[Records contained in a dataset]
###

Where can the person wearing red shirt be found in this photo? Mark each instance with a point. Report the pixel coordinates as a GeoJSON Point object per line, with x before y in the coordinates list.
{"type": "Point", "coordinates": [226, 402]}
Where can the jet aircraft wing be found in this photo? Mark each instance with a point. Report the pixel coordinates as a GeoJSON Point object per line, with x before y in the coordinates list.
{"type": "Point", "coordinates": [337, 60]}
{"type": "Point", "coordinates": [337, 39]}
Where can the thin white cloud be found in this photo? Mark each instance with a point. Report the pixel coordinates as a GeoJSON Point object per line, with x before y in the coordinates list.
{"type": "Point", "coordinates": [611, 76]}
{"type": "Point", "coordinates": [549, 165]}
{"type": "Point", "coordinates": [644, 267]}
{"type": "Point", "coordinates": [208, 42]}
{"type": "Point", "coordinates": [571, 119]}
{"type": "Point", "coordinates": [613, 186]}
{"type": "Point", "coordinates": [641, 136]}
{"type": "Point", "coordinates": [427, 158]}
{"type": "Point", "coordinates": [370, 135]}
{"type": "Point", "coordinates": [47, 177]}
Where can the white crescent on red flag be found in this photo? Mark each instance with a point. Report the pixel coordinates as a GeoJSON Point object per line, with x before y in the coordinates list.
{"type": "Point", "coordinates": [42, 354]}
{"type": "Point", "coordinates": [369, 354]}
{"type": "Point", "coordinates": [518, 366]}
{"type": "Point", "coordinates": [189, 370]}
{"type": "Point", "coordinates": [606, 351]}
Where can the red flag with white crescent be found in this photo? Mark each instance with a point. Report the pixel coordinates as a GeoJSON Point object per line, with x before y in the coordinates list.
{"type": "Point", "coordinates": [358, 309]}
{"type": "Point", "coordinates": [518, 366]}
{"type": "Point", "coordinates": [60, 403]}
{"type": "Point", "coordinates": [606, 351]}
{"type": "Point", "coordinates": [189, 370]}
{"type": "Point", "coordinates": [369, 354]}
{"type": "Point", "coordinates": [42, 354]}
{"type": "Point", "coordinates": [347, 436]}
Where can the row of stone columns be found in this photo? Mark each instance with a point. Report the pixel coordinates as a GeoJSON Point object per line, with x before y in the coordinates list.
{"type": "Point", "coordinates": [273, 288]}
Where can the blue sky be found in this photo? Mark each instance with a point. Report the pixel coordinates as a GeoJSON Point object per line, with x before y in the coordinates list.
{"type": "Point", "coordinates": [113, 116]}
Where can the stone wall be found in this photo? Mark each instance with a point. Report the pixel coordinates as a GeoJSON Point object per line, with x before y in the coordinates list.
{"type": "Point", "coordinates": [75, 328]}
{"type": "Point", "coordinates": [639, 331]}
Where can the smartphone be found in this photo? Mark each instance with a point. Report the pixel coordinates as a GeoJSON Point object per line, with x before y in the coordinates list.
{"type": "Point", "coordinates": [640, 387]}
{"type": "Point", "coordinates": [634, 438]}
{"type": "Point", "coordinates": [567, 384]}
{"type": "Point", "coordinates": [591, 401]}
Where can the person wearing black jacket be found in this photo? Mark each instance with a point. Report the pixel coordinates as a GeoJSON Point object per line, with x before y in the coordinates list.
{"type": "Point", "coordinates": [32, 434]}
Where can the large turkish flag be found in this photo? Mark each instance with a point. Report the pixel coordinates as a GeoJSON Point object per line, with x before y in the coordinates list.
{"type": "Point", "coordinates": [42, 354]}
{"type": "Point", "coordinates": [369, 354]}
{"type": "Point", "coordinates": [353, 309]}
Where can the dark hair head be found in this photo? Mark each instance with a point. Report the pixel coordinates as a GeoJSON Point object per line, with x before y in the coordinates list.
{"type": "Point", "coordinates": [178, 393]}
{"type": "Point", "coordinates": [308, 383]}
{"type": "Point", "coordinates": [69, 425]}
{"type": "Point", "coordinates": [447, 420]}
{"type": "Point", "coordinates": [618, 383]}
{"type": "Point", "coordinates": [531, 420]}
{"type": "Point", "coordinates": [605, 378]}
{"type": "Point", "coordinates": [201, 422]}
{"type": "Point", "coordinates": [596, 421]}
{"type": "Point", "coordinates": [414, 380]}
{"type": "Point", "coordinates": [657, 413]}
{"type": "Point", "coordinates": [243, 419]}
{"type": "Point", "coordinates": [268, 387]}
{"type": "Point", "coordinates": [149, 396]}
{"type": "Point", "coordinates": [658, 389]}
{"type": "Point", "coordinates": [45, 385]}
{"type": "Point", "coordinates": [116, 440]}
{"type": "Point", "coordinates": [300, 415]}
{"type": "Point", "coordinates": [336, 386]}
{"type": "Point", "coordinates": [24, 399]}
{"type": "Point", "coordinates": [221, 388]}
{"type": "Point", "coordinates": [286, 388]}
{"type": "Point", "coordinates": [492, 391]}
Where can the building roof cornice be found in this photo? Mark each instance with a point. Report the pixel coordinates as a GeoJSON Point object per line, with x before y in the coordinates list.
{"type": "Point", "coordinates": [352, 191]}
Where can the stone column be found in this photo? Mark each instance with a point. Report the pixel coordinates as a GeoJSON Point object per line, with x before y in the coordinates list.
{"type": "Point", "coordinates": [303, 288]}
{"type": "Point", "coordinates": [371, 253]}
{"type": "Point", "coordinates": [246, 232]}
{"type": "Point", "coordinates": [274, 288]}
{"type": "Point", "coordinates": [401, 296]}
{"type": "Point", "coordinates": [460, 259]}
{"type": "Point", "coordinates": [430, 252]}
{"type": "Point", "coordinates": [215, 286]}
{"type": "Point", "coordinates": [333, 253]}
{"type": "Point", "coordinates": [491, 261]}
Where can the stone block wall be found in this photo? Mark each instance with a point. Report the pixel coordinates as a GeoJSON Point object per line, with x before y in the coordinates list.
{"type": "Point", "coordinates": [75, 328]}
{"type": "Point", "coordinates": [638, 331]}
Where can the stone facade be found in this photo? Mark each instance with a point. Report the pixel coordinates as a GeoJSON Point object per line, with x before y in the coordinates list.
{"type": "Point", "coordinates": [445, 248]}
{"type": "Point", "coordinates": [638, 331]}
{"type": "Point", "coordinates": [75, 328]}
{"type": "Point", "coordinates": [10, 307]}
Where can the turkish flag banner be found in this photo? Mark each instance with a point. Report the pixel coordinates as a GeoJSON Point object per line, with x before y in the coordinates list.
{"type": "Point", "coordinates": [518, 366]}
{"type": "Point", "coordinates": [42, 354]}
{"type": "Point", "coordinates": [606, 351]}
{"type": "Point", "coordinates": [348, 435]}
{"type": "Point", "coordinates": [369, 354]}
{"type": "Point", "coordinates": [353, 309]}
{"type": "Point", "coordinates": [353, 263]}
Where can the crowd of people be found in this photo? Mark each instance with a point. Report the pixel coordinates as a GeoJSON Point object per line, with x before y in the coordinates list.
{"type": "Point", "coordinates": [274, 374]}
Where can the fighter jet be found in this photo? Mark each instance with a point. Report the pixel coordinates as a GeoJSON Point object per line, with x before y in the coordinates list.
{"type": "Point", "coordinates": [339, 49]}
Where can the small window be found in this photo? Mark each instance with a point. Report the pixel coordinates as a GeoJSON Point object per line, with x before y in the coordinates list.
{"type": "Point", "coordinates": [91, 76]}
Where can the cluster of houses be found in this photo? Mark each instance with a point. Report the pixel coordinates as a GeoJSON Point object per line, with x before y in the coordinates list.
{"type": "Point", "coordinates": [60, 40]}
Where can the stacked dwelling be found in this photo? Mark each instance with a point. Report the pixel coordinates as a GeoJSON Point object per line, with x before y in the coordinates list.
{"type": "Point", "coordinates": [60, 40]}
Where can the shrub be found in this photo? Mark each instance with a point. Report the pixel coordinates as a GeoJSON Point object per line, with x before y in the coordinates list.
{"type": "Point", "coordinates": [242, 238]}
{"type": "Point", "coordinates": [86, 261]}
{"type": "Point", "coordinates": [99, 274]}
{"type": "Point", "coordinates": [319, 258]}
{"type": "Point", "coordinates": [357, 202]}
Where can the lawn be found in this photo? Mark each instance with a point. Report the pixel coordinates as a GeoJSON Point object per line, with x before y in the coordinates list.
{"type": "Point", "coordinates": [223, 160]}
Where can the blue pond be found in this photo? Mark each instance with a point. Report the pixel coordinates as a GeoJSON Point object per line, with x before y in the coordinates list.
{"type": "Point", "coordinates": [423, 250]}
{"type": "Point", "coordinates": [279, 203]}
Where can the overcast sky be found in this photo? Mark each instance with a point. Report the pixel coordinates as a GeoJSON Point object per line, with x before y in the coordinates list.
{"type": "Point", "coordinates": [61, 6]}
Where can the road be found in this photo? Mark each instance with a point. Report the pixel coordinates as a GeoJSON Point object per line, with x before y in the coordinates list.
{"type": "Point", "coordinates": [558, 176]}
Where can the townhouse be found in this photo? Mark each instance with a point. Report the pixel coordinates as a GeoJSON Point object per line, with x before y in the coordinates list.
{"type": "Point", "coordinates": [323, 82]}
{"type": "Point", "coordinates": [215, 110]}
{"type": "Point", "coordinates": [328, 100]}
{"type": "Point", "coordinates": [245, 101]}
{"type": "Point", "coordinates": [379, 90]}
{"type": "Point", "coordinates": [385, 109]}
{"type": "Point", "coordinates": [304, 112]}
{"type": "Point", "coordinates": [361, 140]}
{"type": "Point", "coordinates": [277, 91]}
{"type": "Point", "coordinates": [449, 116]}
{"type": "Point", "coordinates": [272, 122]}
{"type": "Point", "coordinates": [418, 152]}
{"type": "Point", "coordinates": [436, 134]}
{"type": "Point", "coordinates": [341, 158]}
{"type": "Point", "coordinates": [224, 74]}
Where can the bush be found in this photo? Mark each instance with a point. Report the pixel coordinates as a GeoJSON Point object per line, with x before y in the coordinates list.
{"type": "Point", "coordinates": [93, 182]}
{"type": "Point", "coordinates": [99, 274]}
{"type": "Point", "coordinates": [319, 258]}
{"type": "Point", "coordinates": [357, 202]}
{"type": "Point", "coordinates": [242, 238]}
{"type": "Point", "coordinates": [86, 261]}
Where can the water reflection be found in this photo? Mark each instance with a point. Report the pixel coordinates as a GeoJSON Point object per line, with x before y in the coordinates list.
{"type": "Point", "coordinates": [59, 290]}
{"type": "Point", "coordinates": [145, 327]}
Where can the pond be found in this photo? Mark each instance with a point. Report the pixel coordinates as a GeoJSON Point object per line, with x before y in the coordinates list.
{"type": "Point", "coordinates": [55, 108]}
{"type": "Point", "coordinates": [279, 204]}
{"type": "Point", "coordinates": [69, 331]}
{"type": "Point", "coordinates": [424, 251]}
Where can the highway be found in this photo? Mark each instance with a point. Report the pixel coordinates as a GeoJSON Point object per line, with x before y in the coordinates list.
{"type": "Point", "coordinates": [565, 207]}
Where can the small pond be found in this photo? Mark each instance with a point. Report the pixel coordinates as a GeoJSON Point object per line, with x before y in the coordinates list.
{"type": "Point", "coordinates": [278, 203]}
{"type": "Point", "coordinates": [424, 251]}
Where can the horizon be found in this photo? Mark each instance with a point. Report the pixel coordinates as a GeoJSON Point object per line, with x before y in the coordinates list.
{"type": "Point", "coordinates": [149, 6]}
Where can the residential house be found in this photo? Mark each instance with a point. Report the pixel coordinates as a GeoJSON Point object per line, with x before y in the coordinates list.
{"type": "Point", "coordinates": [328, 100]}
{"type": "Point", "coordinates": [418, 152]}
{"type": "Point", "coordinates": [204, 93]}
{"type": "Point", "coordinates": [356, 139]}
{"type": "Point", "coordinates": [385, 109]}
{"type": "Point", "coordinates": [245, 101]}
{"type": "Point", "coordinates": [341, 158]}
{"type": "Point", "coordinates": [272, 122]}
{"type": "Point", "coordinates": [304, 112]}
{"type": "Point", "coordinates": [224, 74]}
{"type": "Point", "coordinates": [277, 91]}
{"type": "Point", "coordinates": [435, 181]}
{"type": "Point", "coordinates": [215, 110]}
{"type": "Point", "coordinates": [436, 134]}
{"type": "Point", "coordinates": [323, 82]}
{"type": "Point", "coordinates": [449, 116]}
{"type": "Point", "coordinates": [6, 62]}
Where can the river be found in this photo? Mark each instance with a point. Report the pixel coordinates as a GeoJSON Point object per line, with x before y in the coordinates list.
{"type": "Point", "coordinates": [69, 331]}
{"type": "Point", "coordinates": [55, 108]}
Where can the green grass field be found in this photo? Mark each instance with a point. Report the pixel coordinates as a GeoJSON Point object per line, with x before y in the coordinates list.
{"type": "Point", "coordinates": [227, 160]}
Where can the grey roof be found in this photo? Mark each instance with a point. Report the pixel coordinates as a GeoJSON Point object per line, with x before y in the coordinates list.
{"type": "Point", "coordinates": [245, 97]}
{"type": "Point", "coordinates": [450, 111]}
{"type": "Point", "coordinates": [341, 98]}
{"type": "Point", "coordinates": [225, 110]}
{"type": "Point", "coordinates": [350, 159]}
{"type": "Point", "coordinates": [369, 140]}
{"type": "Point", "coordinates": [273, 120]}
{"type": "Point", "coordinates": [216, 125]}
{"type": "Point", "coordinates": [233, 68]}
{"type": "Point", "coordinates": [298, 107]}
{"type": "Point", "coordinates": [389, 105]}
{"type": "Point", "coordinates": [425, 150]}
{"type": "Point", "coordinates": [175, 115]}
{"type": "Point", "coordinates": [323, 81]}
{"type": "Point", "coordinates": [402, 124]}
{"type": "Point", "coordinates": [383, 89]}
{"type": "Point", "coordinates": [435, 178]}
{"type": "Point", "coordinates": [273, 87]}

###

Starting at the line that contains "Where can the river", output each remaining line of the listing, the last line included, exactly as it appears.

Written solution:
Where can the river be found in this photo? Mark each instance with a point. Report the pixel coordinates as a GeoJSON Point object per line, with x before y in the coordinates list.
{"type": "Point", "coordinates": [69, 331]}
{"type": "Point", "coordinates": [55, 108]}
Where can the green grass field be found in this photo? Mark each instance with a point. Report the pixel coordinates as a GeoJSON Point object per line, with x before y in the coordinates list.
{"type": "Point", "coordinates": [227, 160]}
Where can the grey roof be found in this photo? Mark each instance with a point. Report the pixel coordinates as a GeoJSON Point object per line, with x before y in the coordinates list.
{"type": "Point", "coordinates": [245, 97]}
{"type": "Point", "coordinates": [450, 111]}
{"type": "Point", "coordinates": [341, 98]}
{"type": "Point", "coordinates": [225, 110]}
{"type": "Point", "coordinates": [350, 159]}
{"type": "Point", "coordinates": [369, 140]}
{"type": "Point", "coordinates": [273, 120]}
{"type": "Point", "coordinates": [216, 125]}
{"type": "Point", "coordinates": [233, 68]}
{"type": "Point", "coordinates": [298, 107]}
{"type": "Point", "coordinates": [389, 105]}
{"type": "Point", "coordinates": [425, 150]}
{"type": "Point", "coordinates": [175, 115]}
{"type": "Point", "coordinates": [323, 81]}
{"type": "Point", "coordinates": [402, 124]}
{"type": "Point", "coordinates": [383, 89]}
{"type": "Point", "coordinates": [435, 178]}
{"type": "Point", "coordinates": [273, 87]}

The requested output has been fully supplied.